| SHORT PROBLEM |
Reproduce every one of the rows below word for word, leaving the pictures out.

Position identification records
^^^^^^^^

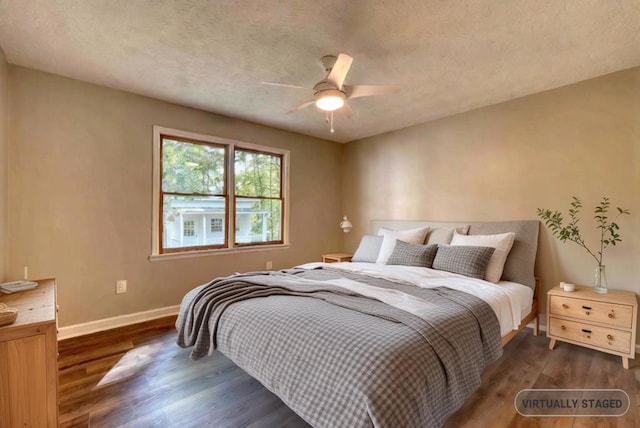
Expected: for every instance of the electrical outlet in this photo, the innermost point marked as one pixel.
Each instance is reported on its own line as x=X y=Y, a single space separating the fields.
x=121 y=286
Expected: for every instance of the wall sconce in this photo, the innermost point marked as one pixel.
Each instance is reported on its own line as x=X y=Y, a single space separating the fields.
x=346 y=225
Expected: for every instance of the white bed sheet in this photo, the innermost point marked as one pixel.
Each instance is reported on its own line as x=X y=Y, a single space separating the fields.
x=510 y=301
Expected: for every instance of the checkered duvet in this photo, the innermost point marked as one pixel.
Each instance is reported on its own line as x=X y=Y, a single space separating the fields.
x=339 y=359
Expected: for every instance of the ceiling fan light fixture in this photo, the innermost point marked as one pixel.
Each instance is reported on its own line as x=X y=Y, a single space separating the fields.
x=330 y=99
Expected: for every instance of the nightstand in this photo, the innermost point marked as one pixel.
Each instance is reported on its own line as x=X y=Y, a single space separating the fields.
x=336 y=257
x=605 y=322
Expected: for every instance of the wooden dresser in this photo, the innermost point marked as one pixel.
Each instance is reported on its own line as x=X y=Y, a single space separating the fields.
x=605 y=322
x=28 y=359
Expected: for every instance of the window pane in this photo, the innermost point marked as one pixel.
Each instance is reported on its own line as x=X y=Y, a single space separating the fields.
x=192 y=168
x=257 y=174
x=258 y=220
x=188 y=221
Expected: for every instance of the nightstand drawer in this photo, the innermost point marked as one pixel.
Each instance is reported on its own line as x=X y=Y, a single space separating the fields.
x=589 y=310
x=601 y=337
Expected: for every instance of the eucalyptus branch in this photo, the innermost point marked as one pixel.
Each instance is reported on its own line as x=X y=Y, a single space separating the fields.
x=608 y=229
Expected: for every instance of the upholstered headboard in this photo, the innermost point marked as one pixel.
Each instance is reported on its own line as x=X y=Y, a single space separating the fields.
x=520 y=263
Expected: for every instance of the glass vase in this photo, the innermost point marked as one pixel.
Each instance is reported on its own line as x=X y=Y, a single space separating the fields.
x=600 y=280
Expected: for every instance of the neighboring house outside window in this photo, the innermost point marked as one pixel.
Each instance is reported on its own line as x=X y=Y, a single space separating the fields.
x=216 y=225
x=216 y=194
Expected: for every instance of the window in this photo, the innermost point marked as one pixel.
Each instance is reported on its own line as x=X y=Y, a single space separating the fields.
x=189 y=229
x=216 y=194
x=216 y=225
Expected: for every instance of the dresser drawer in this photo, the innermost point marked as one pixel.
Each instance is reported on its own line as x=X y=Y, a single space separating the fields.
x=603 y=312
x=602 y=337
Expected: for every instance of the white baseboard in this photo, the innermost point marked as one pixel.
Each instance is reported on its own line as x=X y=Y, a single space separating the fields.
x=115 y=322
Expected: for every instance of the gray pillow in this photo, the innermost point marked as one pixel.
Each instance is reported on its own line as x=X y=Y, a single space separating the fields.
x=520 y=263
x=407 y=254
x=368 y=249
x=466 y=260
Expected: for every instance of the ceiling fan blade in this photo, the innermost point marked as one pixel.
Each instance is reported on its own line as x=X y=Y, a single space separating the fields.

^^^^^^^^

| WRITTEN ANSWER |
Expected: for every instance of the electrical outlet in this photo, the innermost point marked as one pixel.
Each instance is reported on its own line as x=X y=Y, a single space separating the fields.
x=121 y=286
Expected: for every instance of the wall sconce in this photo, the innermost point marked as one pixel.
Each instance is reported on its own line as x=X y=Y, a single space separating the fields.
x=346 y=225
Expected: for every instance of the white bed sheet in this photo, the innermost point marked as one pixel.
Each instance is reported on its own line as x=X y=Y, a single space separating the fields.
x=510 y=301
Expected: for every instance of the checkered duvet in this photo, the innermost point marked as one pixel.
Each instance is reported on its own line as x=X y=Y, a single space separating the fields.
x=339 y=359
Expected: for every instance of the ceiling fan light fixture in this photo, the innermost point marked as one pixel.
Each instance is reported on its own line as x=X y=Y, a single space separating the fields.
x=330 y=99
Expected: for every instance of the nightstand in this photo, the innermost point marked as one pixel.
Each instance is reported on its own line as x=X y=Y, a single space separating the fields.
x=336 y=257
x=605 y=322
Expected: for every instance of the wooden dresser in this photo, the innermost point marked as one pixel.
Each instance is reported on its own line as x=X y=Y, a single space separating the fields.
x=605 y=322
x=28 y=359
Expected: for every instance of the window pane in this photo, the innermost point marked as one pixel.
Each instance is reported on its own line as x=X y=Y, a single space separating the fields.
x=192 y=168
x=257 y=174
x=258 y=220
x=188 y=221
Expected: for every instance of the nightstand drawer in this photo, the innermost point marked as one pixel.
Each instance is reported on its own line as x=X y=Y, a single space separating the fields.
x=589 y=310
x=601 y=337
Expected: for every instance of the eucalyptus branch in this photo, the innermost point marked as one pixel.
Each instance is reported on its own line as x=X y=Y, a single space separating the fields.
x=608 y=229
Expected: for every instance of the upholstered headboard in this photo, the innermost point marked as one pixel.
Each instance is reported on its own line as x=X y=Y, a single space separating the fields.
x=520 y=263
Expected: for every instance of the glass vase in this photo, the innermost point marked as one pixel.
Each instance is reported on its own line as x=X y=Y, a single space separating the fields.
x=600 y=280
Expected: for every instance of the neighboring house outside window in this photo, the innermost point marked as one pixel.
Each instance is reported on its own line as x=X y=Y, a single space separating the fields.
x=216 y=225
x=216 y=194
Expected: for every instance of the window in this photo, the innermost point marked as one pixel.
Each instance is reported on its own line as x=X y=Y, a single space separating the fields.
x=189 y=229
x=216 y=194
x=216 y=225
Expected: for every instance of the dresser drawer in this photo, the innermost point marked as one pixel.
Each instance is reported on its own line as x=X y=Y, a single space separating the fields.
x=603 y=312
x=602 y=337
Expected: for every instance of the white baseboard in this photo, the innermost point marked as one pixel.
Each instance is reported on its own line as x=X y=Y, a single space separating the fields.
x=115 y=322
Expected: for every instance of the gray pillow in this photo, the innermost point marked as one pixel.
Each instance is reported on its own line as x=X y=Y, a single space separating the fields.
x=520 y=263
x=407 y=254
x=368 y=249
x=466 y=260
Expected: for every instance of the ceiling fan blade in this photo, the innermost point marked as one pixel.
Each instance is reported on its own line as x=X y=Y, a single space separating the fields.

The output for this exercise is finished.